# Huge frustrations in - visa4uk - webiste , canada...help!



## beijing06 (Apr 24, 2012)

Firstly , many thanks to all you kind people that have taken time to reply and offer your good advice - very helpful.

My GF is STILL unable to complete submission of her online visa application through the VISA4UK website from VANCOUVER/CANADA as it fails EVERYTIME to allow her to complete PAYMENT, coming up with a "failure" message, between it an "worldpay" who take the payment.

Today - i have phoned "worldpay" and informed them and emailed them the screenshot of the error message, and they are looking into it.

I have also phoned the UKBA in uk, but they said we have to contact their representative agency in CANADA - "worldbridge", but i am sure it is "worldpay" - the merchant who has the problem.

Apparently - worldbridge, is a premiuim phone line too, has anyone used the worldbridge helpline?

So - Can anyone offer advice/help ?, we are both hugely frustrated , that nobody wants to take payment of our $1360 - in order that we complete the visa submission, and i am worried our 7 day deadline will expire, and my GF will have to re-write the whole online application again.....

Any help - please .......!?


----------



## AnAmericanInScotland (Feb 8, 2012)

Has your GF checked with her bank to see if the payment has been either denied or processed through?

WorldPay is the secure payment side of WorldBridge, and as such, WorldBridge, per UKBA, is the contact point. I promise you they want that money! The contact you made with WorldPay earlier today is good-they are checking into the error message your GF got, but you might have her contact the email address for WorldBridge too.

She should check the bank to see if payment has been denied or processed, attach a screen shot or PDF of the error message, the information that contact has been made with WorldPay who say they are looking into it, and include her application number and the result of her checking the bank info.

WorldBridge telephone line is indeed a hideously priced premium line, and I've not read one post saying it was worth the money for the 'assistance' gained during the call. Most people here have reported being put on hold for long periods of time (whilst the meter ran) and ultimately didn't get any real answers.

Check the bank and then email WorldBridge; hopefully WorldPay will be contacting your GF soon with results from their looking into the problem, too.


----------



## beijing06 (Apr 24, 2012)

AnAmericanInScotland said:


> Has your GF checked with her bank to see if the payment has been either denied or processed through?
> 
> WorldPay is the secure payment side of WorldBridge, and as such, WorldBridge, per UKBA, is the contact point. I promise you they want that money! The contact you made with WorldPay earlier today is good-they are checking into the error message your GF got, but you might have her contact the email address for WorldBridge too.
> 
> ...

DATA PROVIDED>

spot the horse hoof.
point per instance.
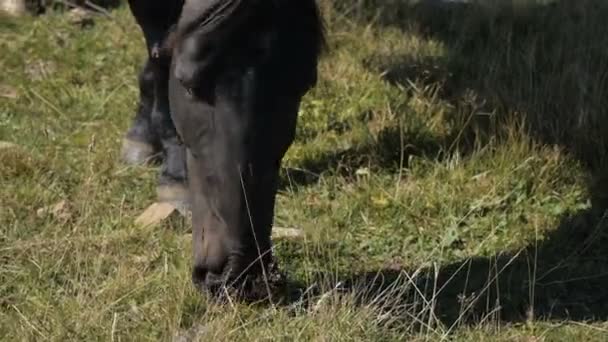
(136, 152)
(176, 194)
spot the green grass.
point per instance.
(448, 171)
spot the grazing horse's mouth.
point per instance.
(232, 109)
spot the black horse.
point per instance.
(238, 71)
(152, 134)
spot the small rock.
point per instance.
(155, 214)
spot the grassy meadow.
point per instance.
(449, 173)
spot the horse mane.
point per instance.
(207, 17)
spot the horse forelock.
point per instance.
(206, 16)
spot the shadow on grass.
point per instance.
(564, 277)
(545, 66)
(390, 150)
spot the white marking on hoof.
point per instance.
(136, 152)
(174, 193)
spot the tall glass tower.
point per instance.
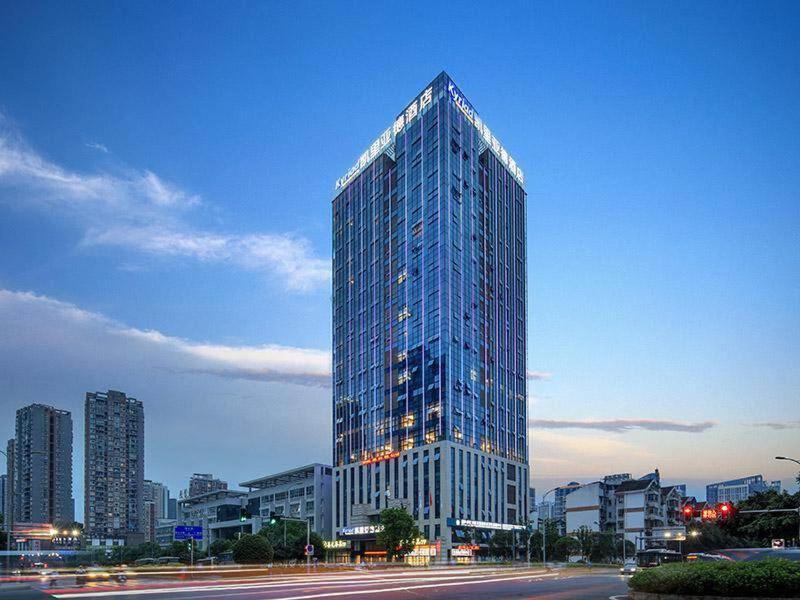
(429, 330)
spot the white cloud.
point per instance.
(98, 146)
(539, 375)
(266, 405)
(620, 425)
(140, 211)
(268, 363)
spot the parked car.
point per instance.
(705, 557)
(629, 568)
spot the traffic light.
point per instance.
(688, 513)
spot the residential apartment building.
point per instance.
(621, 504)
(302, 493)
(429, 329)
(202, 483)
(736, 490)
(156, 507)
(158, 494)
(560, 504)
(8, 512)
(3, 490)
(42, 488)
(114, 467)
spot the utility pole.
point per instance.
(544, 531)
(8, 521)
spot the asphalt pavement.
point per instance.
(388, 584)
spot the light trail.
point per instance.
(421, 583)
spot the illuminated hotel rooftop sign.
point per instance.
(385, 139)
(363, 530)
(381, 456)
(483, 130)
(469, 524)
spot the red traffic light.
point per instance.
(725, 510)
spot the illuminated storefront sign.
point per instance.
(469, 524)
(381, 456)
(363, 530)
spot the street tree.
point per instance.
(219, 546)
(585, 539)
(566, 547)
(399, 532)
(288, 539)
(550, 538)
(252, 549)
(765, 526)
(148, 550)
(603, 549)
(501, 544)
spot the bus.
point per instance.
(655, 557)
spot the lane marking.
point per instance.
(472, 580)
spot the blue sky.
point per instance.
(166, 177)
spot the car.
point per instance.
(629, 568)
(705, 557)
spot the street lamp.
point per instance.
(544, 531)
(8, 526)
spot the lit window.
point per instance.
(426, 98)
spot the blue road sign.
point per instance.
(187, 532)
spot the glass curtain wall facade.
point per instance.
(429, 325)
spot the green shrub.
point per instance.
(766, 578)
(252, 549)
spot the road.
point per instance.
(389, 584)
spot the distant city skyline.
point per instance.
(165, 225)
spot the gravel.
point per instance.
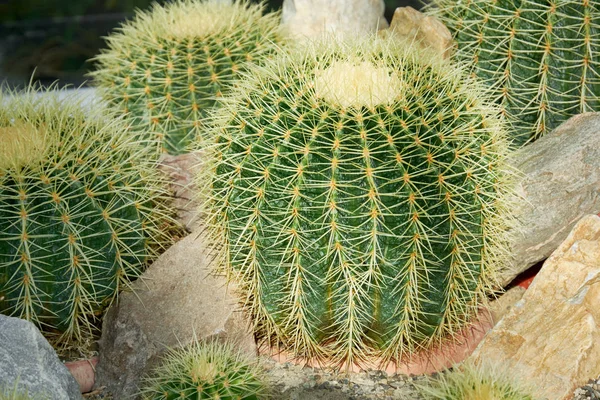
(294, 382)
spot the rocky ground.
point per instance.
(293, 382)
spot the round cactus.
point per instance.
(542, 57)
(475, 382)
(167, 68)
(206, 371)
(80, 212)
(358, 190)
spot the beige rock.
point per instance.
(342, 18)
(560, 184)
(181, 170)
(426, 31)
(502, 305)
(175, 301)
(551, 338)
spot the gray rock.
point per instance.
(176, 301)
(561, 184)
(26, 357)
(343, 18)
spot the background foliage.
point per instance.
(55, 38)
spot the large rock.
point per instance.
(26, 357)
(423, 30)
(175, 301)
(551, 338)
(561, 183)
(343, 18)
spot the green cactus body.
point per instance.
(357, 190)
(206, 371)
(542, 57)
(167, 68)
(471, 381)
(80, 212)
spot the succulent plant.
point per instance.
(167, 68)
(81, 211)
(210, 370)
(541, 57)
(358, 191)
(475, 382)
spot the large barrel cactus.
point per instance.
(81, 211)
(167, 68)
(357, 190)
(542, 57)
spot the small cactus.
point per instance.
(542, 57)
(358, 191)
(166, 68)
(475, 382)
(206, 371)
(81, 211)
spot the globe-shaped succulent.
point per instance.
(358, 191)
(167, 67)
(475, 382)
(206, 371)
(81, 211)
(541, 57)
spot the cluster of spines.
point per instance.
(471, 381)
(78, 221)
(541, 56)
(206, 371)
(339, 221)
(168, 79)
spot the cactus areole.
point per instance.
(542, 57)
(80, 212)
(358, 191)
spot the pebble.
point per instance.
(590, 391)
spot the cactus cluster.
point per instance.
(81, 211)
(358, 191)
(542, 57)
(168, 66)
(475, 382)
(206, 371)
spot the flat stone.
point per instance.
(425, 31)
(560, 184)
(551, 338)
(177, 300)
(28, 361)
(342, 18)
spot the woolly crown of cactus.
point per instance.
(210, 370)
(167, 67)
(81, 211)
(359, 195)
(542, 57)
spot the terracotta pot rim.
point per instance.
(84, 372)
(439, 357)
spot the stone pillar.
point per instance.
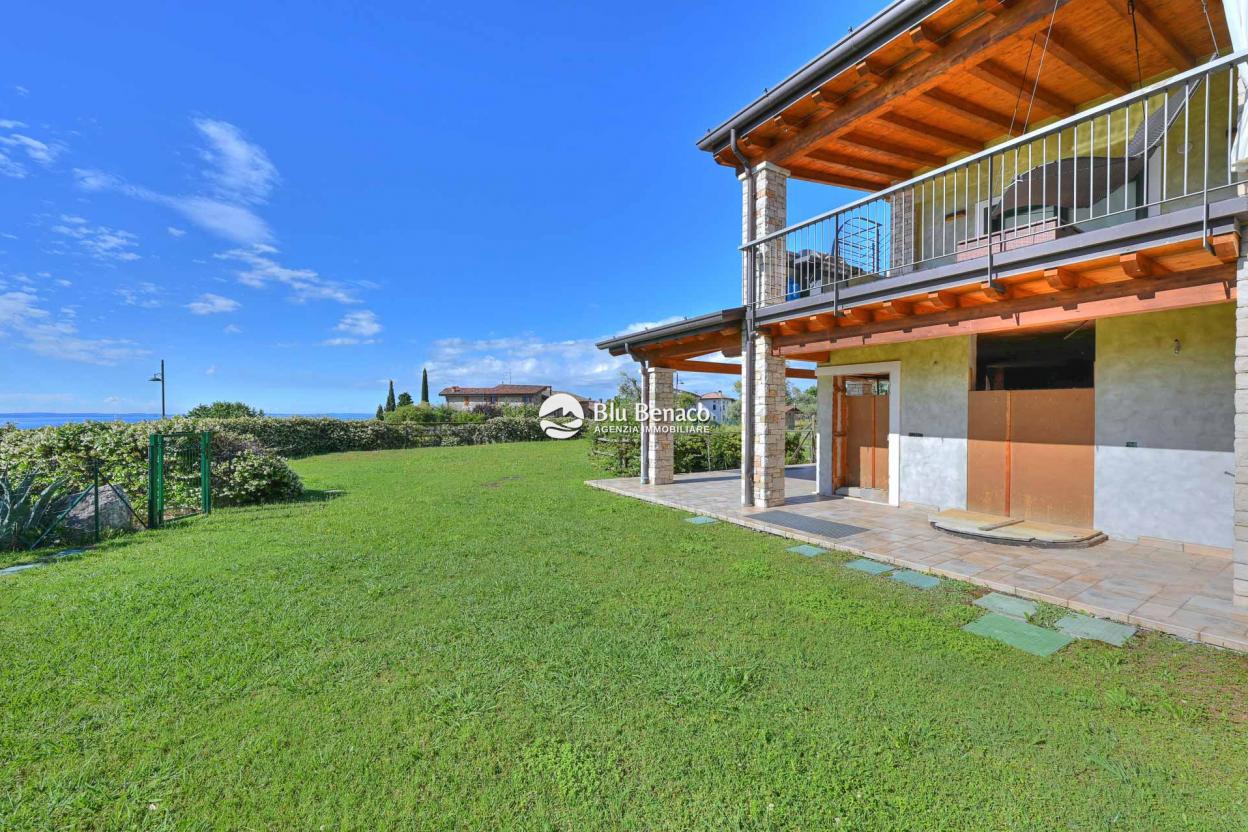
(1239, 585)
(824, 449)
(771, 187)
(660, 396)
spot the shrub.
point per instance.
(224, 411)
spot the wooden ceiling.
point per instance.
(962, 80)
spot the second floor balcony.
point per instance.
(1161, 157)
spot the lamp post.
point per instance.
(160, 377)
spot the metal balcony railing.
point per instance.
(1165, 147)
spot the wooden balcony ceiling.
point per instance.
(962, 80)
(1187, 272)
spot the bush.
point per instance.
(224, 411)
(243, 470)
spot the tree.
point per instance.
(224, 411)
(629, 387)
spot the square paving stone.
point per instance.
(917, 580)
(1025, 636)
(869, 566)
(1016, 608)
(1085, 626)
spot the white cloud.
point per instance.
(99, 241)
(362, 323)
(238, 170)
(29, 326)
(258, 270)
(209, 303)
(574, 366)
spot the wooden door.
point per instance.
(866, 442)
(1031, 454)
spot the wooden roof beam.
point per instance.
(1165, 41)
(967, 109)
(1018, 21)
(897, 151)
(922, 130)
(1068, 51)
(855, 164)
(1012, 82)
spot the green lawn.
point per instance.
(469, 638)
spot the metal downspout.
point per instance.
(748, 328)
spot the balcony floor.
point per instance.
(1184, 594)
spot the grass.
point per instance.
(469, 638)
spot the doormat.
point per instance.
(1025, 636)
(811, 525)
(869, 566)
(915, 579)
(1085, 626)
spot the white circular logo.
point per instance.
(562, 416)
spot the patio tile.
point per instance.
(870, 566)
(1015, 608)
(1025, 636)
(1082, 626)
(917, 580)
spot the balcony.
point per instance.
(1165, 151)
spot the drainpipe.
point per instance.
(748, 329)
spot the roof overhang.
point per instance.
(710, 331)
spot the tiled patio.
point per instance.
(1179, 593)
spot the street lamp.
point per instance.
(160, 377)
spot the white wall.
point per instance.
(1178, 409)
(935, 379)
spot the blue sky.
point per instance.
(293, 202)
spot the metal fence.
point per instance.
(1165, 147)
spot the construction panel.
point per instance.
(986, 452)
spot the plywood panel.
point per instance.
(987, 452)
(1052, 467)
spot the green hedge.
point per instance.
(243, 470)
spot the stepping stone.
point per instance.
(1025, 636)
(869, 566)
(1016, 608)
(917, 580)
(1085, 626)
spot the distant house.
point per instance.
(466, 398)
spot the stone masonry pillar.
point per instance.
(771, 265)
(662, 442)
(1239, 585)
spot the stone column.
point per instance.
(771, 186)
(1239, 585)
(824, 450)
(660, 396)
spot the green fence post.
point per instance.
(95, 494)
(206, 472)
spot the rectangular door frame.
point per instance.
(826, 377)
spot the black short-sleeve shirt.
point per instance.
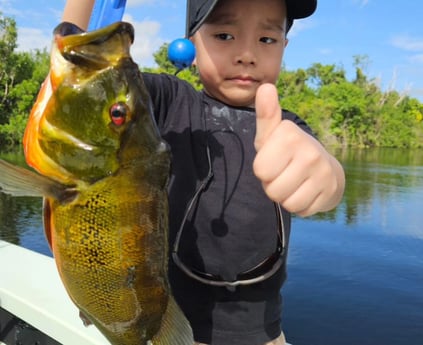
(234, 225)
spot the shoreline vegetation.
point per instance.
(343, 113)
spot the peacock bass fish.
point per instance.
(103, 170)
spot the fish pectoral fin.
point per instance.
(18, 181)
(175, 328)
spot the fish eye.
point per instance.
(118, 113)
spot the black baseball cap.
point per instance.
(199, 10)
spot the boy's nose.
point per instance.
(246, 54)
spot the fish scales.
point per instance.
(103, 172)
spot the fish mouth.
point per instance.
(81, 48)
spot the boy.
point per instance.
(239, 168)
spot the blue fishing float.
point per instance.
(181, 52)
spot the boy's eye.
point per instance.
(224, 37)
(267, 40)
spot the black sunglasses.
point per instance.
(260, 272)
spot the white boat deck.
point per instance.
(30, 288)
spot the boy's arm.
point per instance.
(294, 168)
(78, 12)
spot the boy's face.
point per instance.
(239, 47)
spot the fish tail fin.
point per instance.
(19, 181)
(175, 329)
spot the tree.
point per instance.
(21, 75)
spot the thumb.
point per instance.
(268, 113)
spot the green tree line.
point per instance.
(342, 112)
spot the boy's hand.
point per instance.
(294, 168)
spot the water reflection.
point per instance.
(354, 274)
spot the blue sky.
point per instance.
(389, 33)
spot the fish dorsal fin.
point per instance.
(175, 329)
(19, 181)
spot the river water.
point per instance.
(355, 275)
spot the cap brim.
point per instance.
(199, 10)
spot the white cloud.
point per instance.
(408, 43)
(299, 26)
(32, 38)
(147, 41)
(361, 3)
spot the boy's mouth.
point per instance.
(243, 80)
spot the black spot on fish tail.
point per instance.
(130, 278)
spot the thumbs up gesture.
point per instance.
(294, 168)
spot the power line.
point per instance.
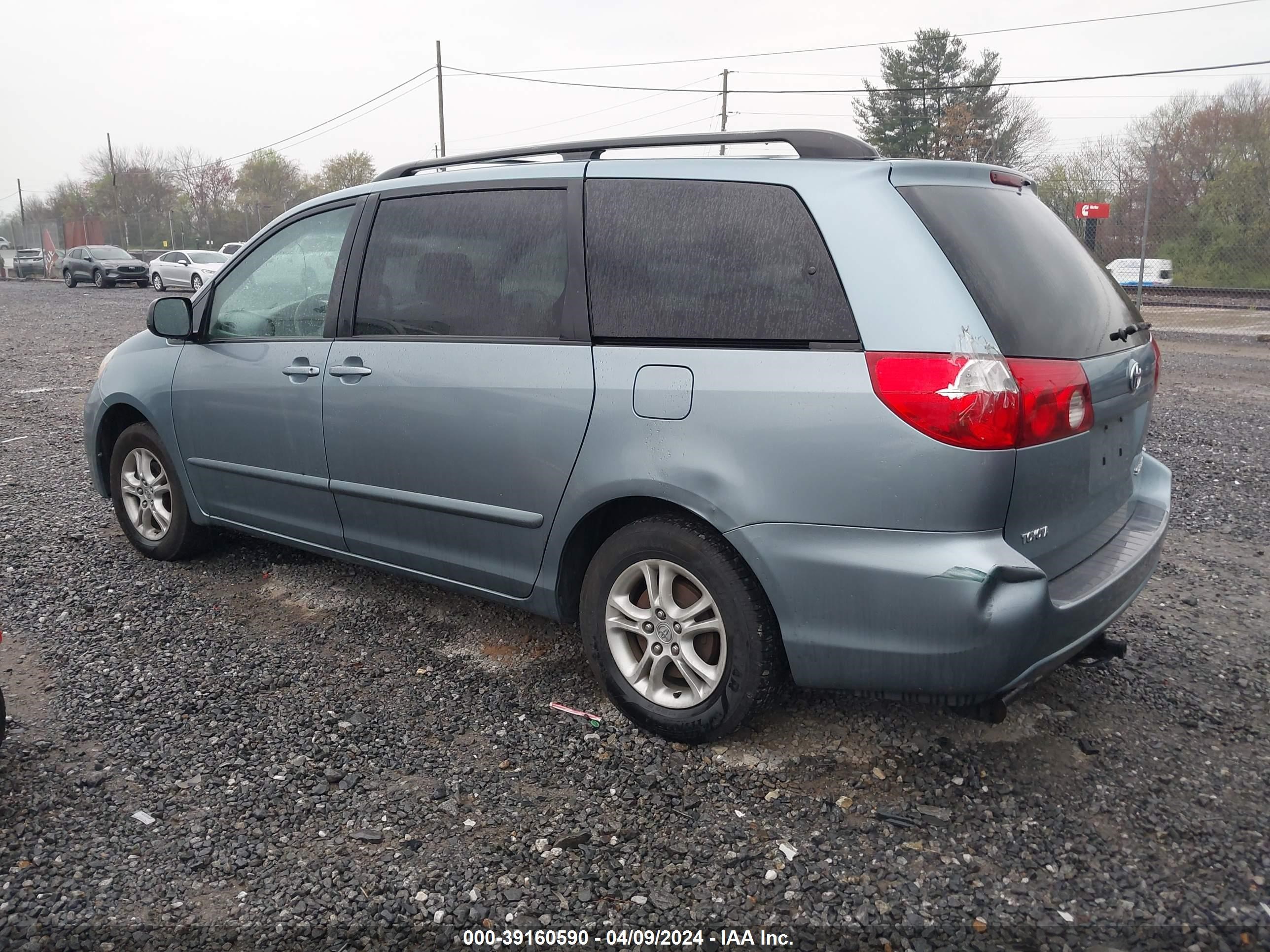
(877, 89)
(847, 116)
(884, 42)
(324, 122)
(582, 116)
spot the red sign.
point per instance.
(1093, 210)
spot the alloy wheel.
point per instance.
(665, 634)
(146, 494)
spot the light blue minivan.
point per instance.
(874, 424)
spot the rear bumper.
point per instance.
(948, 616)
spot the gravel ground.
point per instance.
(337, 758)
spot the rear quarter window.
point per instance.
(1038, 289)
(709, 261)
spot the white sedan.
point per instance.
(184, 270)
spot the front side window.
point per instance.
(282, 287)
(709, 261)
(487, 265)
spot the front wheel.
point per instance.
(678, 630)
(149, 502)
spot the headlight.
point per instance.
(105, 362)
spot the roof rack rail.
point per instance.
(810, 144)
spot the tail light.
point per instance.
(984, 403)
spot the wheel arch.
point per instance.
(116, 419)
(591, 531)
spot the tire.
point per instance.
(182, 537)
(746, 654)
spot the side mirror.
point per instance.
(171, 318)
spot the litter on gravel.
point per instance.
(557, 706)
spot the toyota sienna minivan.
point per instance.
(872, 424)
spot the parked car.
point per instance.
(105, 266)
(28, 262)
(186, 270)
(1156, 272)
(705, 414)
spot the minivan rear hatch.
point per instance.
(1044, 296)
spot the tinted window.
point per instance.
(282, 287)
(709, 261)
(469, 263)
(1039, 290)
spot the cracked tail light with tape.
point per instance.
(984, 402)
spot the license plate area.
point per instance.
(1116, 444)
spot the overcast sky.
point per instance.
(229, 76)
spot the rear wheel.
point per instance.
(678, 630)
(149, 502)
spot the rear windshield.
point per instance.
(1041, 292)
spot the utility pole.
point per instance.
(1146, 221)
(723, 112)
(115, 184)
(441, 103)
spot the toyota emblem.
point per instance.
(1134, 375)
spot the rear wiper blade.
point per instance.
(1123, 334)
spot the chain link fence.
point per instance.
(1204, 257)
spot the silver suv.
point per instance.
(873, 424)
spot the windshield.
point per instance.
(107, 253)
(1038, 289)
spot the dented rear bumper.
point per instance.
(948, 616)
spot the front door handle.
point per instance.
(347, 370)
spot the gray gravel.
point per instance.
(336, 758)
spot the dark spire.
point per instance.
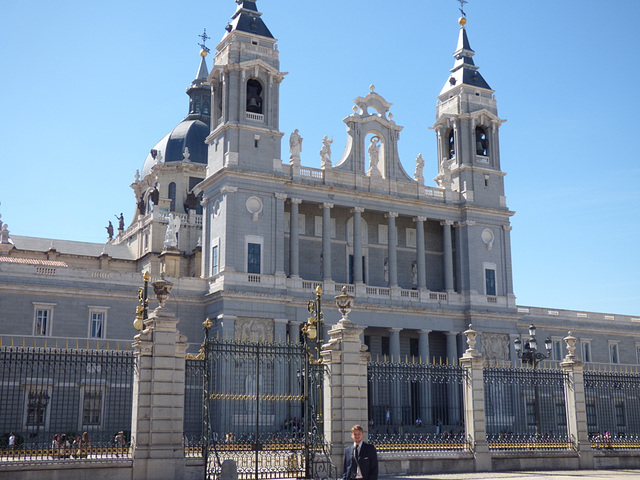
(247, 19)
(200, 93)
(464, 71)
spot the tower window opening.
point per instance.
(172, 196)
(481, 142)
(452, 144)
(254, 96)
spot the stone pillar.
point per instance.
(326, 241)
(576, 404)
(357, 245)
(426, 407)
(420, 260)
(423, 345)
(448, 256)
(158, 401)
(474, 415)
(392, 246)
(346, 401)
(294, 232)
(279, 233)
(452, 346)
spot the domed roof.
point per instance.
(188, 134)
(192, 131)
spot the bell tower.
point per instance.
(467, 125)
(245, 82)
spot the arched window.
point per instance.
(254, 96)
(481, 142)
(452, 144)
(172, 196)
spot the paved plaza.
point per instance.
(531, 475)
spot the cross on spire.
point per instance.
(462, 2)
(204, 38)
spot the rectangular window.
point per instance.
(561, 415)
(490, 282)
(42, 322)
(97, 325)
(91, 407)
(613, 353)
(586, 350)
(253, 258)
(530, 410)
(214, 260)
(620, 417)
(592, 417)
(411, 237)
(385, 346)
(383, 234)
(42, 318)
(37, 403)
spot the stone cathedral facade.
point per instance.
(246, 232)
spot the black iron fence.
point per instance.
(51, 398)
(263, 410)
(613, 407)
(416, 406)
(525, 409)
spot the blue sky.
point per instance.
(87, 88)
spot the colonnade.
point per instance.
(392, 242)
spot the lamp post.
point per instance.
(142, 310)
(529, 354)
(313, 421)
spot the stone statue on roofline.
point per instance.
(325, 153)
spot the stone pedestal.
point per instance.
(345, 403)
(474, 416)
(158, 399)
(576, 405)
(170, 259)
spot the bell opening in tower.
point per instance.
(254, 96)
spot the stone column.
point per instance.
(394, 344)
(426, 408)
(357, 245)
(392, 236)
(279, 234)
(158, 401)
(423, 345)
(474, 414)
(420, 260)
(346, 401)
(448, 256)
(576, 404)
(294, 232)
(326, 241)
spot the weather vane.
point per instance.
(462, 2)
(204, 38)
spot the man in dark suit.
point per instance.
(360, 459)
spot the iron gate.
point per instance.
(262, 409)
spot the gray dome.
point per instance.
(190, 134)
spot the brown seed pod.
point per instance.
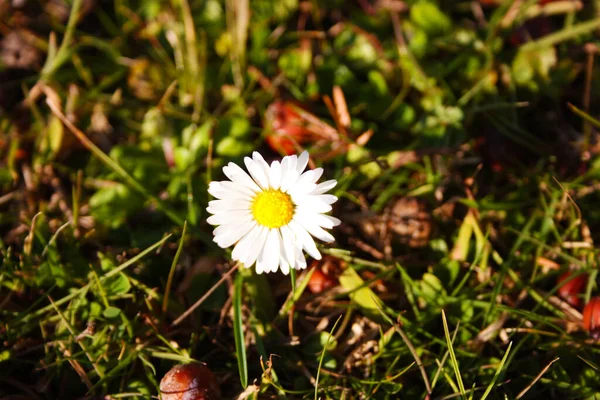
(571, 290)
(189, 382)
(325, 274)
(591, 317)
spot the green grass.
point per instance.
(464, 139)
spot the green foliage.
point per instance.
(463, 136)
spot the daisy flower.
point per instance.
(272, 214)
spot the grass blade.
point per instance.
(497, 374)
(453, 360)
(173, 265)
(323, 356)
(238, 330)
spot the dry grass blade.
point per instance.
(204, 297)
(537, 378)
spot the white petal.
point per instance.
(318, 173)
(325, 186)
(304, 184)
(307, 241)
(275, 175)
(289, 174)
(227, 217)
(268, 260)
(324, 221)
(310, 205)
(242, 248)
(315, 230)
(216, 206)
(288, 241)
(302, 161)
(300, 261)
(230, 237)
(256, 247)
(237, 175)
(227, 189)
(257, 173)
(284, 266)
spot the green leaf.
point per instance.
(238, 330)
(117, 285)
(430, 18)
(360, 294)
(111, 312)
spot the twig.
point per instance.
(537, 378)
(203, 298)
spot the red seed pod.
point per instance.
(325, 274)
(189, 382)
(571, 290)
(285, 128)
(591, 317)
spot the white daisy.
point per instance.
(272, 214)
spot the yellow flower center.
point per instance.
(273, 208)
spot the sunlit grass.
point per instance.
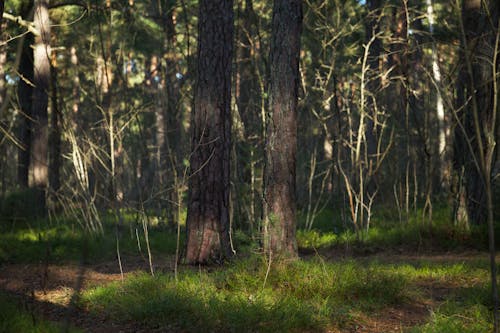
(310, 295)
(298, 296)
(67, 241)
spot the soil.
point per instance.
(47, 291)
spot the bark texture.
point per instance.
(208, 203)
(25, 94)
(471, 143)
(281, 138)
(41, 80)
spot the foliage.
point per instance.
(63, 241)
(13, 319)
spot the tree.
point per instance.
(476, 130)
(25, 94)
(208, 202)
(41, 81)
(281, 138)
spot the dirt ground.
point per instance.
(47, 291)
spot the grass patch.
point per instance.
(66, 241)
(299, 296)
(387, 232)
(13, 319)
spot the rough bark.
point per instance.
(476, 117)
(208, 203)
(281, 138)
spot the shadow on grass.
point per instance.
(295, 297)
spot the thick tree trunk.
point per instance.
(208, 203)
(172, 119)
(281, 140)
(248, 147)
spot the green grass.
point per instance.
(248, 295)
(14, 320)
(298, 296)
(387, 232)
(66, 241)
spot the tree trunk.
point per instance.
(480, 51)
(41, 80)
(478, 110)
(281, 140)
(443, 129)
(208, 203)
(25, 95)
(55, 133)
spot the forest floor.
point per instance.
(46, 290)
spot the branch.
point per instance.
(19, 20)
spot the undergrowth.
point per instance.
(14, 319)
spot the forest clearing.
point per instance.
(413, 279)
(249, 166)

DIRECTIONS>
#1 In the forum thread about the visa payment, rewrite the paragraph beginning "She should check the bank" as a short bulleted list that keeps its main facts.
#2 Do these statements agree with the visa payment thread? Answer yes or no for each, and quote the deciding words from the thread.
(a) The online application was being made from Vancouver.
(b) The UKBA told beijing06 to contact WorldPay directly.
(c) The payment that could not be completed was $1360.
#3 Carry on the visa payment thread from the point where it stops.

THE RESPONSES>
#1
- She should check with the bank whether the payment was denied or processed.
- She should attach a screenshot or PDF of the error message.
- She should state that WorldPay has been contacted and is looking into it.
- She should include her application number and what she learned from the bank.

#2
(a) Yes: "from VANCOUVER/CANADA"
(b) No: "they said we have to contact their representative agency in CANADA - "worldbridge""
(c) Yes: "nobody wants to take payment of our $1360"

#3
Many thanks for the above - had already checked and her attempted payment hadnt gone through...
Have emailed the problem to worldbridge now.
have also received the below response from "worldpay"....not to hopeful now of not having to re-submit from the beginning again -.......


"Thank you for your email.

I have checked the payment link you provided. The error caused is a server side error, it happens sometimes because of internet connection.

You may want to try a different card to make the payment. If it still does not work, I am afraid you will have to refill the application form again so another payment link will be generated for you to pay the fee.

I understand it is very troublesome to redo the application process, but unfortunately it is the most direct solution for this issue. "

Sorry for the inconvenience caused. Please let us know any further information you require and we will do our best to assist you.

Best regards,


----------



## AnAmericanInScotland (Feb 8, 2012)

If you have a different card to use you might want to give that a try-make sure that bank knows a whopper amount of money is about to be used, give it an hour after speaking to someone in Customer Service and be sure to get their name or operator number so you can go back to the bank if needed (it has happened before).

If that different card doesn't work, it does look like the quickest way to get her application in is to start over. 

The things we do for love!


----------



## shellybeans (Feb 12, 2012)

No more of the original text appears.